**Exercise brief**
Update the lines from the one with "The navy patterned" to the one with "[263, 190, 518, 319]" by putting "cushion" in place of "throw pillow". Write those lines out again with nothing else changed.

[Detection items]
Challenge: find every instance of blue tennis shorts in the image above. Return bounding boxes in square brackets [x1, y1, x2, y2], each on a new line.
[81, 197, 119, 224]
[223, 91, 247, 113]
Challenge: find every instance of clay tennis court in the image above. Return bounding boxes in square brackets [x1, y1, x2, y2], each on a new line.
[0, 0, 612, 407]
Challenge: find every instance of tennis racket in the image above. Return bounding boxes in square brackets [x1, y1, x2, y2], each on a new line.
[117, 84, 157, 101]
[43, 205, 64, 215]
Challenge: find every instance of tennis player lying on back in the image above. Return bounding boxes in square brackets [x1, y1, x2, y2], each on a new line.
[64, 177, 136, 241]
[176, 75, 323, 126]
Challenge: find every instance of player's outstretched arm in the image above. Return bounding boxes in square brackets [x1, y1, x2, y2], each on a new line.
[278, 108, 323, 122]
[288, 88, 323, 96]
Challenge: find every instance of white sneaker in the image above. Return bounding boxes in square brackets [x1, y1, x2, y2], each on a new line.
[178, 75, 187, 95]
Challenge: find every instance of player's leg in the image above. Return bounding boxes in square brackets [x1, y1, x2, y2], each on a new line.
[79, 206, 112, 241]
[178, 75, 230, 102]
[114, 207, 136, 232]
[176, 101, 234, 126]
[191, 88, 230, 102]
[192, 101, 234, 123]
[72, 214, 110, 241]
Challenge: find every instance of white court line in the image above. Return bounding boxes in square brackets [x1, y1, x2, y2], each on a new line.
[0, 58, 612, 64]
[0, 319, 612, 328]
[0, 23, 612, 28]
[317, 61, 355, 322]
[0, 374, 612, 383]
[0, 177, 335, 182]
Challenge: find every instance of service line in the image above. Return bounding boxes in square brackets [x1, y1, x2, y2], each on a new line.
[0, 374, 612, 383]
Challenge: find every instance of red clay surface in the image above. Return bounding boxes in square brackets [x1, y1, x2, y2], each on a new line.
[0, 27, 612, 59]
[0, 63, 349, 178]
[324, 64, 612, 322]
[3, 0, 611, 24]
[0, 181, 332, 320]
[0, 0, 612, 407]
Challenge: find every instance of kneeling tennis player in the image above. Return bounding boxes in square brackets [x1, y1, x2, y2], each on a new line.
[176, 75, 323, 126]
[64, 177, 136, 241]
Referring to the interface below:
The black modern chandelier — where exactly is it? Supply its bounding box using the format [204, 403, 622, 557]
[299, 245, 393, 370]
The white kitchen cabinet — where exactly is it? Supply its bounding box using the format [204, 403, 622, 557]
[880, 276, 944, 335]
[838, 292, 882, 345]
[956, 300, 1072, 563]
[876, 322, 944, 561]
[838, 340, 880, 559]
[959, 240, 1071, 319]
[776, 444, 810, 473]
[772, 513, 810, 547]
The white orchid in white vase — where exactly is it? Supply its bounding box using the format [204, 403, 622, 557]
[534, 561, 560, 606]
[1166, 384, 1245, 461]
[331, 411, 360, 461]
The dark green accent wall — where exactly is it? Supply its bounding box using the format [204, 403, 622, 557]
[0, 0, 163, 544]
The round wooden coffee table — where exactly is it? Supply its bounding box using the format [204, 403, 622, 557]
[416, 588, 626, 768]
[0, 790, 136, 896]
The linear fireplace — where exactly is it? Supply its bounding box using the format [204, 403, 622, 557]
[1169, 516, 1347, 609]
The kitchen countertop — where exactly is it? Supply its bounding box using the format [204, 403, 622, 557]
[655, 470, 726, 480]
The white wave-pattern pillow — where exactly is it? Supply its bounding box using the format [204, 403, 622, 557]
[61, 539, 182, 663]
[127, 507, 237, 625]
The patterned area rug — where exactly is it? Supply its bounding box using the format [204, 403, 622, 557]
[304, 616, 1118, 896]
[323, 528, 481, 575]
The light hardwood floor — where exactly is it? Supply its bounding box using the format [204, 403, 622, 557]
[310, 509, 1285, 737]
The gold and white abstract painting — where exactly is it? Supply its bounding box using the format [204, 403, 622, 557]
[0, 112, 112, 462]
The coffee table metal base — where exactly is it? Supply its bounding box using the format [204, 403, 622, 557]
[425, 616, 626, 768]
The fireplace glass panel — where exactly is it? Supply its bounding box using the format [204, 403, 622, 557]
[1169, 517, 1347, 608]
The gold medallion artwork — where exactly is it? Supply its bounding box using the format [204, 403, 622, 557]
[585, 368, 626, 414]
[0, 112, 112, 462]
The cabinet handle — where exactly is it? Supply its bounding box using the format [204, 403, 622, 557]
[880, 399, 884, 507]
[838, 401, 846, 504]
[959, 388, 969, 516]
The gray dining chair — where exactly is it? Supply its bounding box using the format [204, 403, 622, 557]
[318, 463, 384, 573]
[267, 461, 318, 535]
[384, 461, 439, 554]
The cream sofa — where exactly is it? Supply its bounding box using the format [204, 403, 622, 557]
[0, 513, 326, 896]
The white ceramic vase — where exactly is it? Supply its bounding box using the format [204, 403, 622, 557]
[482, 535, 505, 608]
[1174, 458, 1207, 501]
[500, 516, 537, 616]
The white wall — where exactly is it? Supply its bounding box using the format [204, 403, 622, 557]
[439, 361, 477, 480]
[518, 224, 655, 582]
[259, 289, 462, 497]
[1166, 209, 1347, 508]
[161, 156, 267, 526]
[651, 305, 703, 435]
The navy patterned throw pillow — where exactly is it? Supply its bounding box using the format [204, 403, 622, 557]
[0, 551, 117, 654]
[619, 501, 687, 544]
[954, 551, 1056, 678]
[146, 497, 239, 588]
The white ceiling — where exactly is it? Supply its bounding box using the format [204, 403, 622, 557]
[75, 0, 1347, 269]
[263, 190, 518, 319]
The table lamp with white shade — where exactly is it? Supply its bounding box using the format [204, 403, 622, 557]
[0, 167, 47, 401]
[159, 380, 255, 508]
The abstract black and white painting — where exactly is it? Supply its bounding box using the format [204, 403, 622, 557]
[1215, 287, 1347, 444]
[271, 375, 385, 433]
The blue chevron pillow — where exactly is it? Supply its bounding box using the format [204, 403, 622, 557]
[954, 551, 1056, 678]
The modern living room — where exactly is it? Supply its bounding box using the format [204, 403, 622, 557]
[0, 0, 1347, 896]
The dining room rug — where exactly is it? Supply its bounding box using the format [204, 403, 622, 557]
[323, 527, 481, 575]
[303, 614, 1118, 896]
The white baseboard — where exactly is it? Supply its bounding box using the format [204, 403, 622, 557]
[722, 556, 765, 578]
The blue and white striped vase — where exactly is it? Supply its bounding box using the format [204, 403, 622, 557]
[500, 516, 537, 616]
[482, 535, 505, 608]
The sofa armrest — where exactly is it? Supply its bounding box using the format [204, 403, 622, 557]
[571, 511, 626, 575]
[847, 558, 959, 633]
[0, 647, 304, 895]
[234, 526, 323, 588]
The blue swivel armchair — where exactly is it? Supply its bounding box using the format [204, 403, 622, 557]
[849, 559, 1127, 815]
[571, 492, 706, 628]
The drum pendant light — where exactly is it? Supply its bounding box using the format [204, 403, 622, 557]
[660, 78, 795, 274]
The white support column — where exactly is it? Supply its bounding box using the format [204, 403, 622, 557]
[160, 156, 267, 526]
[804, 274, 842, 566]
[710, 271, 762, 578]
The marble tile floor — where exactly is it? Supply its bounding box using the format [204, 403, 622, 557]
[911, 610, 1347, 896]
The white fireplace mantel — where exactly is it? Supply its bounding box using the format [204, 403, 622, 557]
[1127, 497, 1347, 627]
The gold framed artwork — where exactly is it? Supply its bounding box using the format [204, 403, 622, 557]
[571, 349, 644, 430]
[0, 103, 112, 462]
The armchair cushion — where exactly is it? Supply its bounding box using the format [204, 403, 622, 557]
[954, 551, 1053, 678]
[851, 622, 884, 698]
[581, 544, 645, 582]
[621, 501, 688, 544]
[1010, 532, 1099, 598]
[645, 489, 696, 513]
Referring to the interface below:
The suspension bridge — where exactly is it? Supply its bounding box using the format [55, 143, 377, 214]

**Expected output**
The navy patterned cushion — where exactly is it? Supply its bounding box using the format [204, 403, 622, 557]
[0, 551, 117, 654]
[619, 501, 687, 544]
[954, 551, 1056, 678]
[146, 497, 239, 588]
The white ceiling — where exactly is it? Supply its bounding box using the format [204, 403, 622, 557]
[75, 0, 1347, 269]
[263, 190, 518, 319]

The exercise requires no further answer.